It was the parliamentary by-election campaign in 1912 which re-launched some of the energy of campaigning in the East End. George Lansbury the MP for Bow and Bromley has been elected in December 1910 for the Independent Labour Party. Resigning his seat in October 1912 after finding little support for the idea of women’s suffrage in parliament. He chose to fight under a ‘Votes for Women’ banner. He lost but his campaign had prompted Sylvia to stay in the area. Her campaign would eventually evolve into the East London Federation of Suffragettes in early 1914.
Walking in the Footsteps of Sylvia Pankhurst
So this walking tour is based on the activities of Sylvia Pankhurst and the East London Federation of Suffragettes. From the time of the ‘Votes for Women’ by-election in 1912. Through to the time that some women and all men received the vote in 1918. It looks at some of the locations made famous by the activities of the East London Federation of the Suffragettes. As well as some of the other key locations in the area which would have been familiar at the time.
The tour starts at Bow Road Underground Station. Heads up towards Roman Road and then onto Victoria Park before turning round again and finishing back at Bow Road. It should take around two and a half hours to complete.
Start and Finish – Bow Road tube station
Stop 1 – Bromley Public Hall and Bow Police Station (both contemporary buildings of the time)
From Bow Road underground station turn right and walk down Bow Road towards Bow Church. The grand red brick building on the opposite side of the road, just before the railway bridge, is Bow Police Station.
Bow Police Station – Where many of the suffragettes would have been taken
This was the place that more than a few of the East London suffragettes would have been taken. The police station is where they would have been held before being transferred to Holloway Prison. Sylvia had become the scourge of the East London police who sought to put her behind bars at any opportunity. She evaded them more often than not thanks for her extensive network of supporters around the East End. It was an area not normally enamoured to the police so she had no problem avoiding capture.

| Data block |
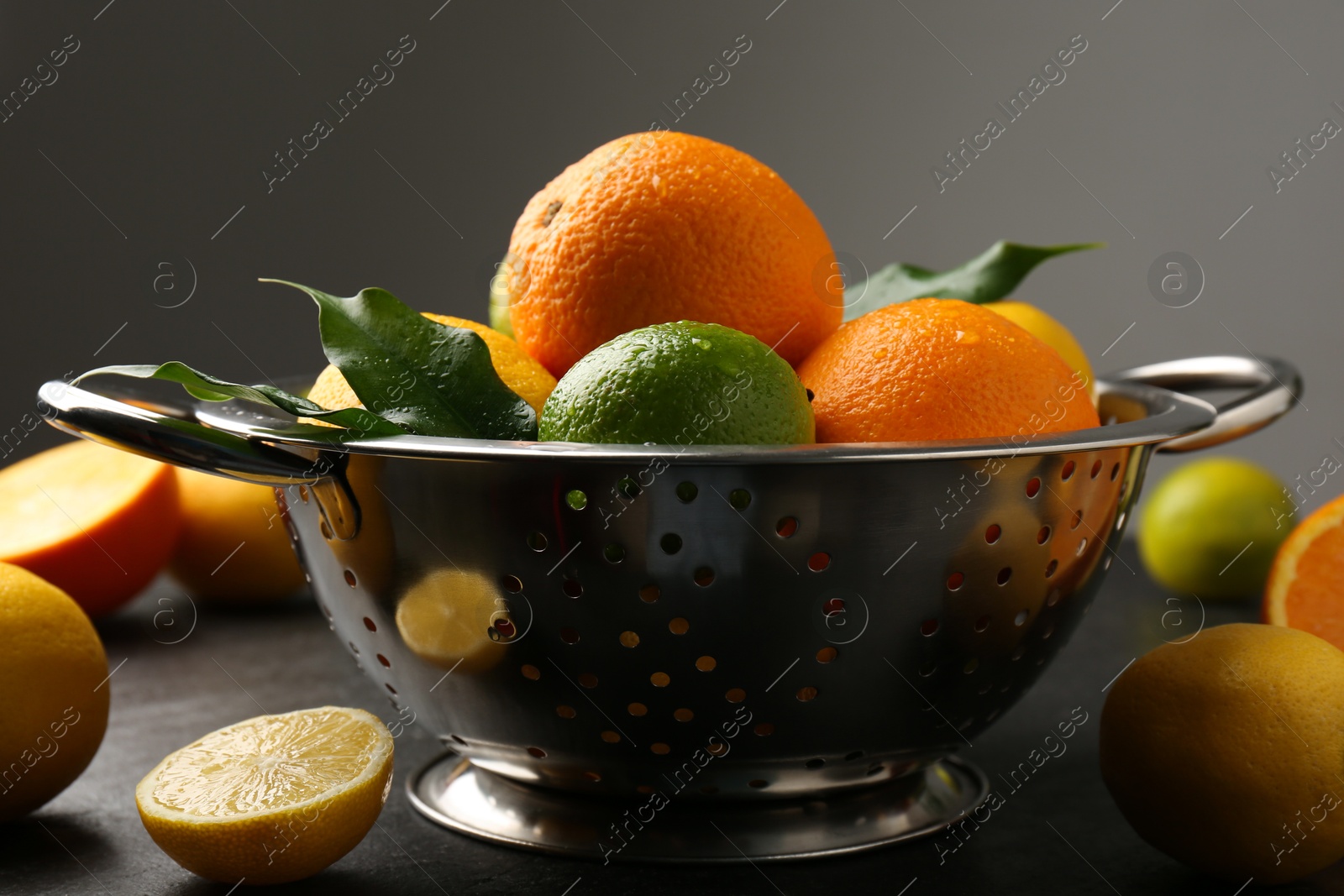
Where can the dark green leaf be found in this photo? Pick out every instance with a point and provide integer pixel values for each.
(985, 278)
(416, 372)
(213, 389)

| Exercise set |
**A.** Summarize the Sylvia Pankhurst walking tour in two sentences.
**B.** Carry on the Sylvia Pankhurst walking tour from the point where it stops.
The listing comes from a separate source.

| Responses per task |
**A.** George Lansbury's 1912 by-election campaign under a "Votes for Women" banner, which he lost, led Sylvia Pankhurst to stay in the East End, where her campaign later became the East London Federation of Suffragettes. This walking tour of about two and a half hours starts and finishes at Bow Road station and covers places tied to her activities from 1912 to 1918, including Bow Police Station, where arrested suffragettes were held before being moved to Holloway Prison.

**B.**
Keep walking down towards Bow Church. Watch out for Bromley Public Hall which you will pass on the right hand side.
Bromley Public Hall – One of the first meeting places for the East London suffragettes
The hall was the location the first public meeting of the East London Federation of Suffragettes on 14 February 1913. After the meeting they marched towards the local bank and police station where they proceeded to break some windows. Sylvia Pankhurst and her American friend Zelie Emerson were both arrested although only received fines which were quickly paid.
Further action would take place 3 days later on 17 February 2013. Pankhurst would make her first public speech in the East End nearby. It was at a demonstration in a location not far away in what is now Stroudley Walk. After the demonstration, more windows were broken including one at the Bromley Public Hall. Pankhurst and Emerson were arrested again. Along with Willie Lansbury, Annie Lansbury, Alice Moore and a lady known as Mrs Watkins. This time they were all sent to prison.
Keep walking down towards Bromley High Street and follow the road to the right. You will see a pedestrianised area which is known as Stroudley Walk.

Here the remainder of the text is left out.